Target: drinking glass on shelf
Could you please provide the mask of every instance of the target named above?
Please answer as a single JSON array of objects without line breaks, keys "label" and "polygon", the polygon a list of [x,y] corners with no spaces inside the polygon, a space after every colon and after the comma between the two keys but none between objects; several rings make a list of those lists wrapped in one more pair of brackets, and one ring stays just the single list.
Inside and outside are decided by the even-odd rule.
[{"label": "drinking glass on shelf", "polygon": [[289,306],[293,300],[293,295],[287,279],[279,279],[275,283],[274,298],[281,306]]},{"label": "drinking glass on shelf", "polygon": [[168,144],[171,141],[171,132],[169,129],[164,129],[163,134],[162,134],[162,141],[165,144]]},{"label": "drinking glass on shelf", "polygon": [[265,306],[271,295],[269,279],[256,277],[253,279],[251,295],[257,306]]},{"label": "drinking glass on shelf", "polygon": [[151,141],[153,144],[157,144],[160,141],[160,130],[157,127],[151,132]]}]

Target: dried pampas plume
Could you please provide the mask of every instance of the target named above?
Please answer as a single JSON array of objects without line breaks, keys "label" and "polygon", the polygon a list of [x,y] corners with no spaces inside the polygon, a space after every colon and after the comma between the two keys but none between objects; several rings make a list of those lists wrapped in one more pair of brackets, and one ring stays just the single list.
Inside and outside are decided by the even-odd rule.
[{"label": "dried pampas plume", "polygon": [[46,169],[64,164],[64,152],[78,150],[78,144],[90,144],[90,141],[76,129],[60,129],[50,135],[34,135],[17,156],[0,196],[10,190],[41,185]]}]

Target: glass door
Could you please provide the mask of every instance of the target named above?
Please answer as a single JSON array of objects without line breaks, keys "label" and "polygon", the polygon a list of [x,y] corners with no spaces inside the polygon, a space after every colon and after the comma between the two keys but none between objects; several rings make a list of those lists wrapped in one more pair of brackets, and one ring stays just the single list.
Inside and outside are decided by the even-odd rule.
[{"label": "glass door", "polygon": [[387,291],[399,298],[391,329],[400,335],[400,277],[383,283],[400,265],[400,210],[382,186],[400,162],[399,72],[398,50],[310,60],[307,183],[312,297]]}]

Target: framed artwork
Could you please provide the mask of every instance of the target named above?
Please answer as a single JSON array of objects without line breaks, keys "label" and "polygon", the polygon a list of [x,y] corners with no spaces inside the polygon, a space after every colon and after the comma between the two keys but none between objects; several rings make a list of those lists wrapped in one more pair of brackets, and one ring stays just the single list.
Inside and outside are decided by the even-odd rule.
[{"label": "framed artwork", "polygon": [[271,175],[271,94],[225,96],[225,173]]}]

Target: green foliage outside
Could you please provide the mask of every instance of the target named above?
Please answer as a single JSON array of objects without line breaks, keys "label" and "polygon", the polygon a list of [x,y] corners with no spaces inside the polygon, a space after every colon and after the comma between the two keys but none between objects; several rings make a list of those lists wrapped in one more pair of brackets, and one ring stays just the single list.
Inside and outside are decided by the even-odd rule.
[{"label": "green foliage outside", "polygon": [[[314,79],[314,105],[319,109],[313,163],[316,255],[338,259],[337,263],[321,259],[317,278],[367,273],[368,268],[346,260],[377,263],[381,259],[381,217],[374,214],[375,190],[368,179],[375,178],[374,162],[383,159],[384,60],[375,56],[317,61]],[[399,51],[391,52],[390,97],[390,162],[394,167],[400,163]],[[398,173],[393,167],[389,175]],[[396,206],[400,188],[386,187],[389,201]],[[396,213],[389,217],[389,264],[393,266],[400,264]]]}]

→ About this exercise: Each of the records shown above needs to be repeated exactly.

→ Task answer:
Target: drinking glass on shelf
Could you please provide the mask of every instance of the target named above?
Please answer as a single JSON array of objects without line breaks, keys "label" and "polygon", the polygon a list of [x,y] corners with no spaces inside the polygon, a space after every colon and after the comma between the two keys but none between objects; several rings make a list of those lists wrapped in one more pair of brackets, and one ring stays just the single list.
Inside and outside are decided by the even-odd rule.
[{"label": "drinking glass on shelf", "polygon": [[289,306],[293,300],[293,295],[287,279],[279,279],[275,283],[274,298],[281,306]]},{"label": "drinking glass on shelf", "polygon": [[168,144],[171,141],[171,132],[169,129],[164,129],[163,134],[162,134],[162,141],[165,144]]},{"label": "drinking glass on shelf", "polygon": [[265,306],[271,295],[269,279],[256,277],[253,279],[251,295],[257,306]]},{"label": "drinking glass on shelf", "polygon": [[151,141],[153,144],[157,144],[160,141],[160,130],[157,127],[151,132]]}]

Target: dried pampas plume
Could you please provide the mask of every instance of the target named above?
Please answer as a single JSON array of objects without line breaks, keys "label" and "polygon", the polygon a list of [x,y] corners with no spaces inside the polygon, a space after every colon and after the comma between the two keys but none between objects; several rings make a list of those lists wrapped in one more pair of brackets, and one ring stays just the single list.
Inside and outside are decided by the even-odd rule.
[{"label": "dried pampas plume", "polygon": [[46,169],[64,164],[64,152],[78,150],[78,144],[90,144],[90,141],[76,129],[60,129],[50,135],[34,135],[17,156],[0,196],[10,190],[41,185]]}]

Target: glass door
Could you please provide the mask of every instance of the target named above?
Please answer as a single JSON array of objects without line breaks, keys "label" and "polygon", the polygon a list of [x,y] corners with no spaces inside the polygon, a space after every colon and after the comma between the two keys but none between objects; several rings make a list of those lists wrapped in one more pair of brackets, and one ring stays just the single list.
Inside and outside are decided by the even-odd rule.
[{"label": "glass door", "polygon": [[387,291],[399,298],[391,329],[400,335],[400,277],[383,283],[400,265],[400,210],[382,186],[400,162],[399,72],[398,50],[310,60],[307,183],[312,297]]}]

Target: framed artwork
Could you please provide the mask of every instance of the target named above?
Please answer as a single JSON array of objects without line breaks, keys "label" and "polygon", the polygon a list of [x,y] corners with no spaces inside the polygon, a space after every colon and after the comma between the two keys but none between objects; several rings make a list of those lists wrapped in one more pair of brackets, and one ring stays just the single list.
Inside and outside are decided by the even-odd rule.
[{"label": "framed artwork", "polygon": [[271,175],[271,94],[225,96],[225,173]]}]

Target: green foliage outside
Could you please provide the mask of every instance of the target named above?
Please answer as a single JSON array of objects without line breaks, keys "label" and "polygon", the polygon a list of [x,y] corners with no spaces inside the polygon, a space after every colon and after the comma between the two keys but none between objects; several rings make a list of those lists wrapped in one more pair of brackets, and one ring stays just the single list.
Inside and outside are decided by the even-odd rule.
[{"label": "green foliage outside", "polygon": [[[314,79],[314,105],[319,109],[313,163],[316,255],[338,259],[337,263],[321,259],[317,278],[367,273],[368,268],[346,260],[377,263],[381,259],[381,217],[374,214],[375,190],[368,179],[375,178],[374,162],[383,159],[384,60],[375,56],[317,61]],[[399,51],[391,52],[390,97],[390,162],[394,167],[400,163]],[[398,173],[393,167],[389,175]],[[396,206],[400,188],[386,187],[389,201]],[[396,213],[389,217],[389,264],[393,266],[400,264]]]}]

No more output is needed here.